▸ **What to work on**:
Output everything in the entries below from the line containing "Target: white table" down to the line containing "column 440, row 183", both ends included, as a Markdown table with the columns Number and Line. Give one row per line, numbered in order, and leave out blank lines.

▸ **Data provided**:
================================

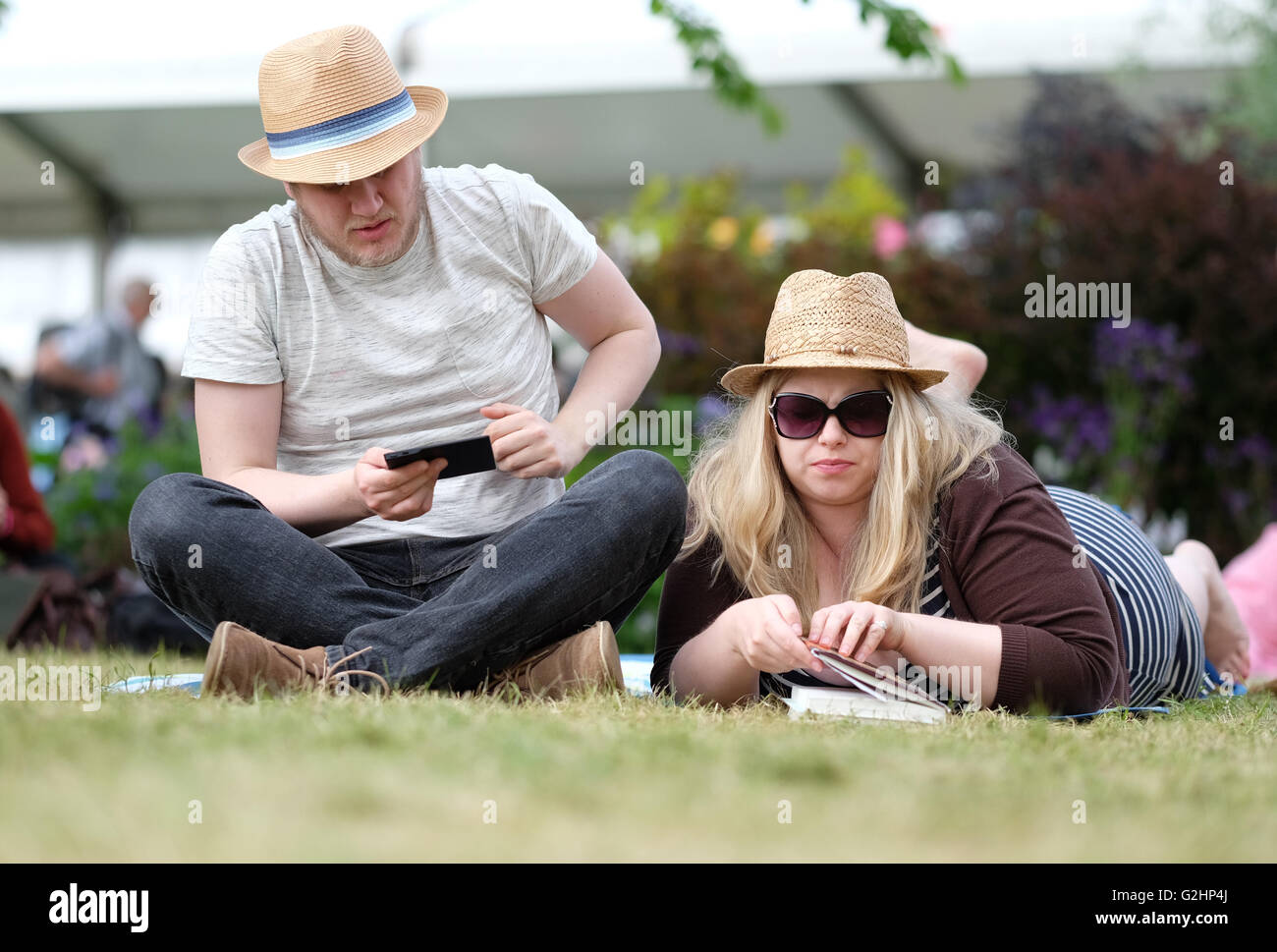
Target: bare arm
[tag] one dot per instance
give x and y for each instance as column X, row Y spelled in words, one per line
column 605, row 317
column 239, row 429
column 965, row 362
column 709, row 667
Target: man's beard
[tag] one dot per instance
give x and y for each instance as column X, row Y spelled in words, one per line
column 387, row 257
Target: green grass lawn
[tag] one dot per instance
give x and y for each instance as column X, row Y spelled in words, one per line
column 416, row 776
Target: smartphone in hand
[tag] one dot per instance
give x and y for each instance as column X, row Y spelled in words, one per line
column 464, row 456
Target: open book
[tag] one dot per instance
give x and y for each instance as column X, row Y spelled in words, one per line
column 869, row 693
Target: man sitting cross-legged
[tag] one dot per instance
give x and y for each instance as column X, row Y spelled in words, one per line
column 390, row 306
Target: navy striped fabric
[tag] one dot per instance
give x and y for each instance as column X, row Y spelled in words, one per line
column 343, row 131
column 1160, row 628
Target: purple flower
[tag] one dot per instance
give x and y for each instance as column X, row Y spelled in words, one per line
column 682, row 344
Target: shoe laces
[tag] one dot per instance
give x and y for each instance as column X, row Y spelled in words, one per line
column 511, row 675
column 340, row 681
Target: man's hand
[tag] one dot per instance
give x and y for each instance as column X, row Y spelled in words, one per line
column 527, row 445
column 396, row 493
column 102, row 382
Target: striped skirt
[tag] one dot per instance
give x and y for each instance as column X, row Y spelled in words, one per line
column 1160, row 628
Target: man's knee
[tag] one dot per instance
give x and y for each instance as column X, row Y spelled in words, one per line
column 651, row 489
column 161, row 513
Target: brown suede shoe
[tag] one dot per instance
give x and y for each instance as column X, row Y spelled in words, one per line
column 241, row 659
column 587, row 658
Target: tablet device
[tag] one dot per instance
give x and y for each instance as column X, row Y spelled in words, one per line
column 464, row 456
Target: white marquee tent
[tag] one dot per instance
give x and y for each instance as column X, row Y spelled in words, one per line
column 141, row 105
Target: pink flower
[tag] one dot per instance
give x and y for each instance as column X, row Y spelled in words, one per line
column 889, row 237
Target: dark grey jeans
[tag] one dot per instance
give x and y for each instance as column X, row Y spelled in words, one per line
column 445, row 611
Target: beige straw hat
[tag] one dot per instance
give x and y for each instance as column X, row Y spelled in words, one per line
column 335, row 110
column 824, row 319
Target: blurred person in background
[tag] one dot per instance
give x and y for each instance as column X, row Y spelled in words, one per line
column 105, row 362
column 26, row 531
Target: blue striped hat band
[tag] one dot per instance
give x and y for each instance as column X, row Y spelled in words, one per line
column 343, row 131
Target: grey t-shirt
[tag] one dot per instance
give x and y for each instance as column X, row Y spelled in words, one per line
column 405, row 354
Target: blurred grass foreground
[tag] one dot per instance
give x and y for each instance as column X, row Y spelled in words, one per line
column 424, row 776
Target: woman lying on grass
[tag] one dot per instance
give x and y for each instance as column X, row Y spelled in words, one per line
column 846, row 506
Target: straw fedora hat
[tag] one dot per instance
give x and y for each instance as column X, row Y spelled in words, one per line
column 824, row 319
column 335, row 110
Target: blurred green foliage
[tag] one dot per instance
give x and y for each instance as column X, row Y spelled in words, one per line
column 89, row 508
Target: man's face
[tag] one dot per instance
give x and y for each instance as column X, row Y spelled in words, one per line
column 368, row 222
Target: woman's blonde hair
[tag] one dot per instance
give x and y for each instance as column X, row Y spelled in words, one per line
column 740, row 492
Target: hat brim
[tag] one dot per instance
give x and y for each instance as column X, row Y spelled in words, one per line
column 744, row 381
column 358, row 160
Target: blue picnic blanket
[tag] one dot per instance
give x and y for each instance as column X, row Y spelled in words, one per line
column 637, row 670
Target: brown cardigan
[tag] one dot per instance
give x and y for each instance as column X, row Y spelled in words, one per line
column 1007, row 557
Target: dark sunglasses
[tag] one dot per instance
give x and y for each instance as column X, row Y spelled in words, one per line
column 801, row 417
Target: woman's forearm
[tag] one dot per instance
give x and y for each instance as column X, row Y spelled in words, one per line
column 710, row 667
column 953, row 645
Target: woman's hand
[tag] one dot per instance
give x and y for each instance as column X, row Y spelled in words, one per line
column 857, row 626
column 766, row 633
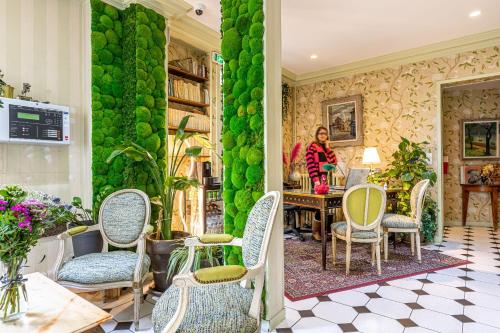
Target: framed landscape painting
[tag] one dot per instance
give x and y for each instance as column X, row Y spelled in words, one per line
column 479, row 139
column 344, row 119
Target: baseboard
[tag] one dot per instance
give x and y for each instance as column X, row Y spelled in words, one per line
column 269, row 325
column 469, row 224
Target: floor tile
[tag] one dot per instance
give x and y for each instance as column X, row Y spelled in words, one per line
column 436, row 321
column 484, row 300
column 315, row 325
column 397, row 294
column 374, row 323
column 306, row 304
column 350, row 297
column 443, row 291
column 479, row 328
column 440, row 304
column 335, row 312
column 483, row 315
column 389, row 308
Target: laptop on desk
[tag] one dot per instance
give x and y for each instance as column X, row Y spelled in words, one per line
column 354, row 177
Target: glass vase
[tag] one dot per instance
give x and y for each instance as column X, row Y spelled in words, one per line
column 13, row 295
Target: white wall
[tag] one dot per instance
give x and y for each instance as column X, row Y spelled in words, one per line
column 41, row 43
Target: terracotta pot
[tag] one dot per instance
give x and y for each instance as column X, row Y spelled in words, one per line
column 159, row 251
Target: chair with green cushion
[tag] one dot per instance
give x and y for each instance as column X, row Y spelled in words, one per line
column 123, row 221
column 407, row 224
column 363, row 207
column 220, row 299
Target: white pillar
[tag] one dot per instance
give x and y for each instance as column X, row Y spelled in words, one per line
column 275, row 312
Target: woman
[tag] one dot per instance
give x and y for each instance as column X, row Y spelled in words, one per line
column 318, row 154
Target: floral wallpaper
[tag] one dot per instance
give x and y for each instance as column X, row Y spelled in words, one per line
column 465, row 105
column 398, row 101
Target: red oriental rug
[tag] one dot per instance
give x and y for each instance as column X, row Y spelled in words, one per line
column 304, row 277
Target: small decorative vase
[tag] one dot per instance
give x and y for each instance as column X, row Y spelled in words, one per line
column 13, row 295
column 294, row 175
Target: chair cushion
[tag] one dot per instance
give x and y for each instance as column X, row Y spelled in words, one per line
column 220, row 274
column 211, row 308
column 398, row 221
column 215, row 238
column 104, row 267
column 340, row 228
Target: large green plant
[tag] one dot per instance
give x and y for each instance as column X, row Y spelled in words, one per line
column 243, row 120
column 166, row 181
column 409, row 166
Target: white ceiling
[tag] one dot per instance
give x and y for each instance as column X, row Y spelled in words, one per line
column 342, row 31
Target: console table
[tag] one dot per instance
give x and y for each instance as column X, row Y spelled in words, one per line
column 491, row 189
column 324, row 202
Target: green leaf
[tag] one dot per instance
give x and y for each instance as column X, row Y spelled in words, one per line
column 193, row 151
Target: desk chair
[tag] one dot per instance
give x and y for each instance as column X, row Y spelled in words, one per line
column 363, row 207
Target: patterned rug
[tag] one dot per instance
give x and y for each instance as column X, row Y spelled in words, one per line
column 304, row 277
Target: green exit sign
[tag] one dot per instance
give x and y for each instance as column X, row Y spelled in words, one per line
column 217, row 58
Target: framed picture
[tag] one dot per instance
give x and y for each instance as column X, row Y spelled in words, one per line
column 344, row 119
column 470, row 174
column 479, row 139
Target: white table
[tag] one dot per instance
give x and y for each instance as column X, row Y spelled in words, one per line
column 54, row 309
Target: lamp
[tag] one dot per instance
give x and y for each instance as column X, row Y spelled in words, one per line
column 370, row 156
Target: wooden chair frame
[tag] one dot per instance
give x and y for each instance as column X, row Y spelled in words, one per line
column 140, row 242
column 185, row 279
column 414, row 232
column 375, row 226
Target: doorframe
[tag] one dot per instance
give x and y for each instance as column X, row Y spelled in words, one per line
column 440, row 183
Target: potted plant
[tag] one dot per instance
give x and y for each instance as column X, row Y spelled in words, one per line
column 409, row 166
column 87, row 242
column 163, row 240
column 206, row 256
column 23, row 221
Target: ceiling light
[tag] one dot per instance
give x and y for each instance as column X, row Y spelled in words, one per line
column 475, row 13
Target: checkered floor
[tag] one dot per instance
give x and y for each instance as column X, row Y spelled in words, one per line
column 463, row 299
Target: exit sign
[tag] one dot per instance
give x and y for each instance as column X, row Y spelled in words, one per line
column 217, row 58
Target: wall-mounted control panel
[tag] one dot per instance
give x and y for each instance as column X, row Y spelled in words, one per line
column 33, row 122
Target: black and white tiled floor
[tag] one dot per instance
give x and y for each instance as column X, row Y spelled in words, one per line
column 464, row 299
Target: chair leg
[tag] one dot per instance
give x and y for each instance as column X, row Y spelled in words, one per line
column 377, row 251
column 334, row 249
column 347, row 257
column 137, row 306
column 386, row 246
column 373, row 254
column 417, row 241
column 412, row 244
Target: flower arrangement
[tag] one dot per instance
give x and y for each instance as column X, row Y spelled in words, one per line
column 23, row 220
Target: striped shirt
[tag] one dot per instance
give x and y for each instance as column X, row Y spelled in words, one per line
column 316, row 156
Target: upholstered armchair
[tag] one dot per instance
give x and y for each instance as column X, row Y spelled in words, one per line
column 408, row 224
column 123, row 221
column 363, row 207
column 220, row 299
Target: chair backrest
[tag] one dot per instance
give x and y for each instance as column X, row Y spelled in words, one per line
column 417, row 199
column 258, row 229
column 123, row 216
column 364, row 206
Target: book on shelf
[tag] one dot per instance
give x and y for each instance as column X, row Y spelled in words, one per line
column 192, row 66
column 188, row 90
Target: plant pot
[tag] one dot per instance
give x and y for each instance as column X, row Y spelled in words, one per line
column 159, row 251
column 87, row 242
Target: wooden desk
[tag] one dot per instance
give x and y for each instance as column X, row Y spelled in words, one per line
column 324, row 202
column 54, row 309
column 491, row 189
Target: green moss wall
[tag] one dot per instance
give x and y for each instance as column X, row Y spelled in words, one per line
column 128, row 92
column 243, row 120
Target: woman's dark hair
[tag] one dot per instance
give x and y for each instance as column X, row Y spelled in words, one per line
column 317, row 133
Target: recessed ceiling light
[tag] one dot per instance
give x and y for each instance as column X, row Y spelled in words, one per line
column 475, row 13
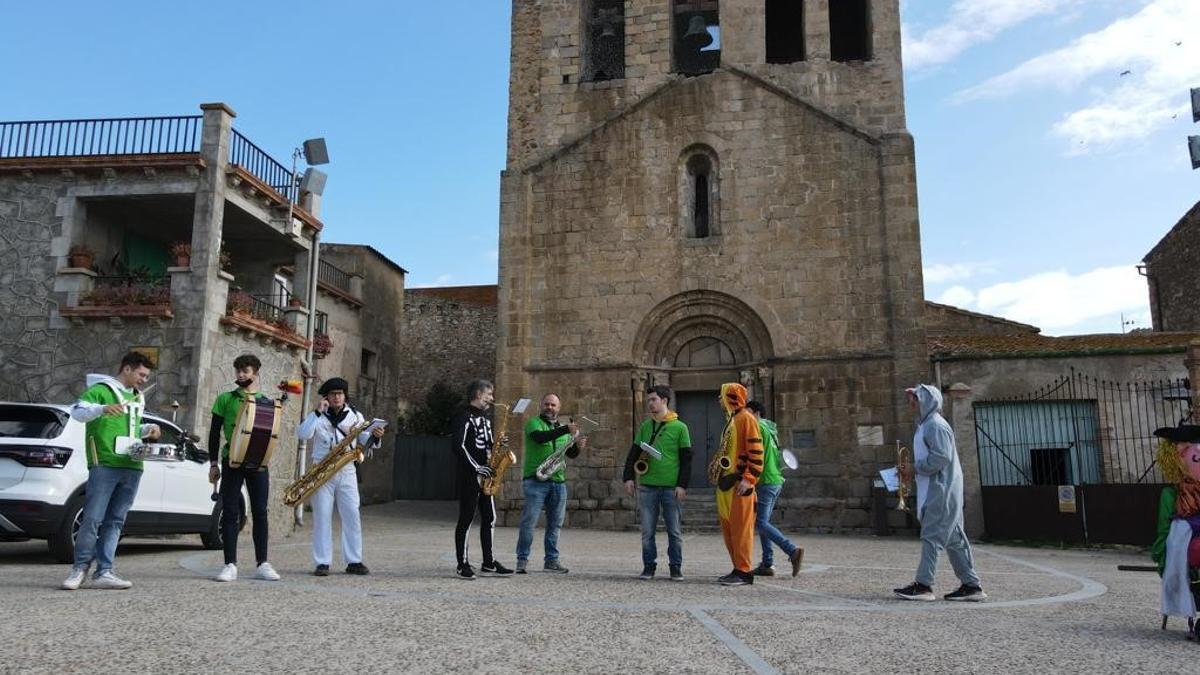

================================

▸ **Correct output**:
| Number | Line |
|---|---|
| 1 | Target: white table |
| 2 | [tag] one dot per instance |
| 3 | give x and y for each instance as column X, row Y spelled in words, one per line |
| 4 | column 54, row 309 |
| 5 | Target: lamp |
| 6 | [tag] one dot per instance |
| 7 | give x and y for each instance as column X, row Y spelled in words, one per line |
| 8 | column 370, row 156 |
| 9 | Target: wooden chair frame |
| 10 | [tag] one dot per instance |
| 11 | give x and y for each instance as column X, row Y spelled in words, one per line |
| 12 | column 140, row 242 |
| 13 | column 185, row 279 |
| 14 | column 414, row 232 |
| 15 | column 375, row 226 |
| 16 | Target: doorframe |
| 17 | [tag] one dot per instance |
| 18 | give x and y for each instance as column X, row Y spelled in words, one per line |
| 19 | column 440, row 183 |